• _Stated exercise_
Reproduce word for word the part of the data below that begins with the line containing "of the green" and continues through the end of the data, omitting the pictures.

[Location identification entries]
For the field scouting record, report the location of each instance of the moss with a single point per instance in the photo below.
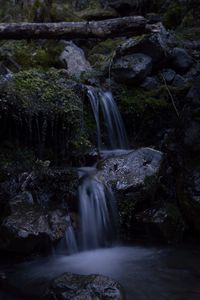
(44, 110)
(36, 92)
(138, 101)
(32, 54)
(101, 55)
(191, 18)
(173, 15)
(188, 33)
(106, 47)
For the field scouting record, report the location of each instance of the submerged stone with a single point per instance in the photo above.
(92, 287)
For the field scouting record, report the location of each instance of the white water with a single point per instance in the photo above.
(96, 213)
(103, 102)
(145, 273)
(68, 245)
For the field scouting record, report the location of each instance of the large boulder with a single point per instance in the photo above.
(154, 45)
(73, 286)
(34, 209)
(181, 60)
(130, 171)
(132, 68)
(73, 59)
(134, 179)
(28, 229)
(188, 188)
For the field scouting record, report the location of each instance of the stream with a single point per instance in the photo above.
(145, 272)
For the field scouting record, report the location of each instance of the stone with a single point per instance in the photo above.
(35, 208)
(164, 223)
(92, 287)
(132, 68)
(188, 191)
(194, 93)
(179, 81)
(130, 171)
(181, 60)
(153, 45)
(168, 75)
(150, 83)
(73, 59)
(192, 136)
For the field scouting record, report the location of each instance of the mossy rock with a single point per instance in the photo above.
(23, 55)
(101, 55)
(44, 111)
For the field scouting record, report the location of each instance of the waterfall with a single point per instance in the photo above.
(69, 241)
(97, 211)
(116, 133)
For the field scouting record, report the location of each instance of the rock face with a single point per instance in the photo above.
(130, 171)
(73, 59)
(181, 60)
(134, 179)
(95, 287)
(34, 214)
(189, 195)
(132, 68)
(153, 45)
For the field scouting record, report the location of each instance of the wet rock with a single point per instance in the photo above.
(164, 223)
(194, 93)
(34, 213)
(150, 83)
(168, 75)
(130, 171)
(179, 81)
(192, 136)
(73, 59)
(153, 45)
(126, 6)
(181, 60)
(189, 194)
(28, 229)
(73, 286)
(132, 68)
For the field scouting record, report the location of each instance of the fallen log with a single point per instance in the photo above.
(74, 30)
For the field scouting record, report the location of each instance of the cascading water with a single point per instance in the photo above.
(69, 240)
(117, 138)
(97, 203)
(97, 211)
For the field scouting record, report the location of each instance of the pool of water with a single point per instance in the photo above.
(145, 272)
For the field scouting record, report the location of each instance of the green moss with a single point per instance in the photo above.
(101, 55)
(188, 33)
(106, 47)
(42, 92)
(32, 54)
(138, 101)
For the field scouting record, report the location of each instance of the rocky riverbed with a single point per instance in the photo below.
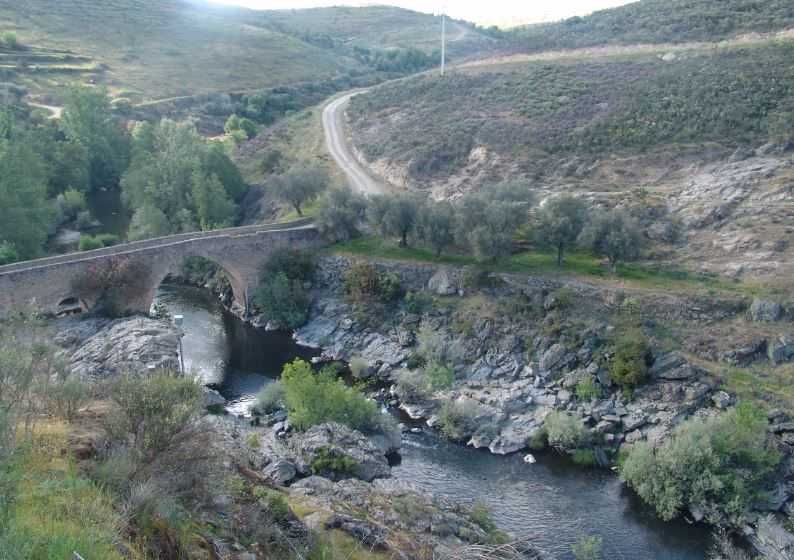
(524, 346)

• _Answer below_
For the field scouting record, report the location of each instance of the green moss with a single point per instance in the photo above.
(101, 55)
(188, 33)
(106, 47)
(42, 92)
(32, 54)
(138, 101)
For the field scouting record, report the location of each instance of the rocky riverbed with a single point per instance in the photo below.
(524, 346)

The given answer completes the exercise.